Written problem:
Pick out every line of the material that contains the word "white" and copy each one.

======== Data for this exercise

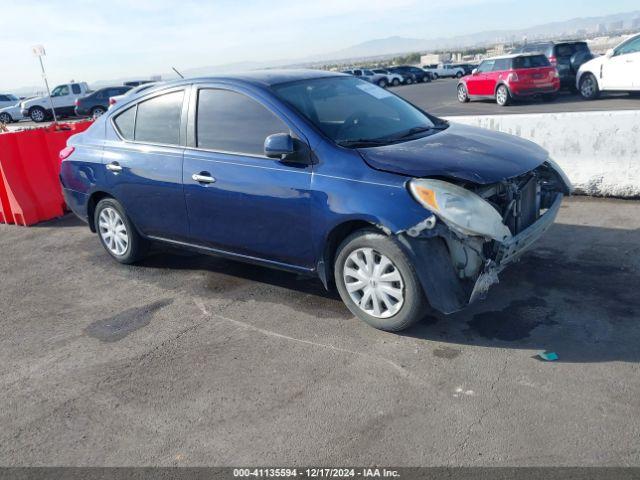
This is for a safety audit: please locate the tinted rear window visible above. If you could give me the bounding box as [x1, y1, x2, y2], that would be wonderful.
[513, 55, 551, 69]
[554, 43, 589, 57]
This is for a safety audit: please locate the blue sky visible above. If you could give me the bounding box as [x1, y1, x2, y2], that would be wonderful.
[0, 0, 640, 90]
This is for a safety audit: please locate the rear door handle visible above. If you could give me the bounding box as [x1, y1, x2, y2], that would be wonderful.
[191, 172, 216, 183]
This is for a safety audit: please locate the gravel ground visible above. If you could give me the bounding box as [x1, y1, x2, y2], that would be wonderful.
[0, 198, 640, 466]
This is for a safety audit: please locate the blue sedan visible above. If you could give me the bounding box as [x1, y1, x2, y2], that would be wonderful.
[60, 70, 571, 331]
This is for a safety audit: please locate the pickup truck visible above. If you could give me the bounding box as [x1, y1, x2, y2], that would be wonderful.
[423, 63, 465, 78]
[20, 82, 90, 123]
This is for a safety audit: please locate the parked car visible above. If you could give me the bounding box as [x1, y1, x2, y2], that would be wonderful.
[20, 82, 90, 122]
[458, 54, 560, 107]
[0, 104, 24, 123]
[0, 93, 20, 108]
[109, 83, 155, 108]
[423, 63, 465, 79]
[60, 70, 571, 331]
[389, 65, 432, 84]
[373, 68, 404, 87]
[342, 68, 389, 88]
[576, 34, 640, 100]
[75, 85, 131, 118]
[512, 41, 593, 92]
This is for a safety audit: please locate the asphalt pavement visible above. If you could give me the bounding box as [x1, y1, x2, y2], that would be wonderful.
[0, 197, 640, 466]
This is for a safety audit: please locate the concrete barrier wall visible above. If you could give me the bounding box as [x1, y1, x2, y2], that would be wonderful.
[447, 110, 640, 197]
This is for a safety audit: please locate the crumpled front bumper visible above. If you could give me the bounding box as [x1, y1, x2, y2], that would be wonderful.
[469, 193, 563, 303]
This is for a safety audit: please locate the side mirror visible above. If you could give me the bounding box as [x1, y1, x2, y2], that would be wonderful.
[264, 133, 295, 159]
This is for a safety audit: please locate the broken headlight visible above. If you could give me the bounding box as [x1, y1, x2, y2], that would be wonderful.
[409, 178, 511, 242]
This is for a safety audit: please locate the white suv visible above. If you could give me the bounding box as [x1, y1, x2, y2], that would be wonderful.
[576, 34, 640, 100]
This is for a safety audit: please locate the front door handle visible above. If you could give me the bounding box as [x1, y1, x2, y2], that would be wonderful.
[107, 162, 122, 173]
[191, 172, 216, 183]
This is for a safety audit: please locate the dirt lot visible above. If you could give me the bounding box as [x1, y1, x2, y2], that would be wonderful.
[0, 198, 640, 466]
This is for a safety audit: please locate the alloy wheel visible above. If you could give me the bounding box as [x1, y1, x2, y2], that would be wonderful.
[98, 207, 129, 256]
[343, 248, 404, 318]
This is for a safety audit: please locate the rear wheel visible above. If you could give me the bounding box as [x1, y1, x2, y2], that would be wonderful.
[580, 73, 600, 100]
[458, 83, 470, 103]
[94, 198, 147, 264]
[334, 230, 428, 332]
[496, 85, 511, 107]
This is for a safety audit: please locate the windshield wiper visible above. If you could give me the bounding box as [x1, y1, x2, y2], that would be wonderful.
[336, 138, 389, 147]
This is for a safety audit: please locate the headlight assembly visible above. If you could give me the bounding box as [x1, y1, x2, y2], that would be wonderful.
[409, 178, 511, 242]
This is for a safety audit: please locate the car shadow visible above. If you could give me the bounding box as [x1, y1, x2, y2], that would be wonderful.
[126, 219, 640, 363]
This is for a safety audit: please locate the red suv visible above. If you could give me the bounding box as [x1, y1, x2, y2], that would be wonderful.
[458, 54, 560, 107]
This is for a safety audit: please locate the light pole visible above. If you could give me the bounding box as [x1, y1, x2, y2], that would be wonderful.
[31, 45, 58, 125]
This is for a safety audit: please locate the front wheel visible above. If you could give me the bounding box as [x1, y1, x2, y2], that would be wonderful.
[334, 230, 428, 332]
[29, 107, 47, 123]
[580, 73, 600, 100]
[94, 198, 147, 264]
[496, 85, 511, 107]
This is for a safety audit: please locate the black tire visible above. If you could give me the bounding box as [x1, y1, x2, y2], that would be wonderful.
[29, 107, 47, 123]
[580, 73, 600, 100]
[334, 229, 429, 332]
[91, 107, 107, 118]
[496, 84, 511, 107]
[93, 198, 148, 265]
[457, 83, 471, 103]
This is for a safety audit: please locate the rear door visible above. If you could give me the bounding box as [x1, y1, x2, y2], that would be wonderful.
[183, 85, 314, 268]
[104, 87, 188, 240]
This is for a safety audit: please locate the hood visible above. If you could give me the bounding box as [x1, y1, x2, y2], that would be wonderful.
[358, 124, 549, 184]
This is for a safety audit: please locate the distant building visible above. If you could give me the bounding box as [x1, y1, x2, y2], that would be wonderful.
[420, 53, 451, 65]
[609, 20, 624, 32]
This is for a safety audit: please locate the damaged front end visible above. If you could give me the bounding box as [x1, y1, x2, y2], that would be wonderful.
[398, 160, 571, 313]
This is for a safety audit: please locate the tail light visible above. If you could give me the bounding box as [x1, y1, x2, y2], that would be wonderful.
[58, 147, 76, 161]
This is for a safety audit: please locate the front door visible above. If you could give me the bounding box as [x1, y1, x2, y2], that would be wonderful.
[183, 88, 314, 268]
[104, 89, 188, 240]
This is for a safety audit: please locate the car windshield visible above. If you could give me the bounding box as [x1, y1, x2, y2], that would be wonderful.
[272, 77, 447, 147]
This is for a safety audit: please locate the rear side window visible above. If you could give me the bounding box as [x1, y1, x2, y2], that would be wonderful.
[493, 58, 511, 72]
[134, 91, 184, 145]
[113, 105, 136, 140]
[196, 89, 289, 156]
[513, 55, 551, 70]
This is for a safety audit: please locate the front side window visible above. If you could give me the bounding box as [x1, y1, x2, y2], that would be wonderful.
[134, 90, 184, 145]
[51, 85, 69, 97]
[196, 89, 289, 156]
[272, 77, 435, 147]
[616, 37, 640, 55]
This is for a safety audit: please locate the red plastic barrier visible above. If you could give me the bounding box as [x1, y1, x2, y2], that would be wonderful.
[0, 121, 92, 226]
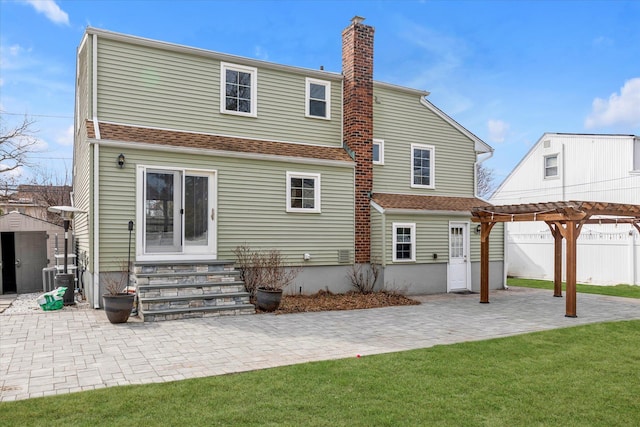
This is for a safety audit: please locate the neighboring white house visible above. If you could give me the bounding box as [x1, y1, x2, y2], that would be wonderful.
[490, 133, 640, 285]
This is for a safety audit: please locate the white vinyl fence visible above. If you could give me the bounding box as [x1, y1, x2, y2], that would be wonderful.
[507, 229, 640, 285]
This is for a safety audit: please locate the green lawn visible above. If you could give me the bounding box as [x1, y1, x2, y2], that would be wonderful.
[507, 277, 640, 298]
[0, 320, 640, 426]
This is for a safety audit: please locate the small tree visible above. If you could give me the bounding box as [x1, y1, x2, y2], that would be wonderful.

================

Written reply:
This is for a safety audit: please locate the white suv visible above. If you could give me the bounding box as [x1, y1, x2, y2], that would be wonderful.
This is for a safety audit: please locate the neighboring white house visible above. If you could give me the bounding box as [x1, y1, x2, y2], that would be wonderful.
This is for a safety audit: please locate the white vinyl fence visible above. If you could give me the bounding box as [x1, y1, x2, y2], that would be wonderful.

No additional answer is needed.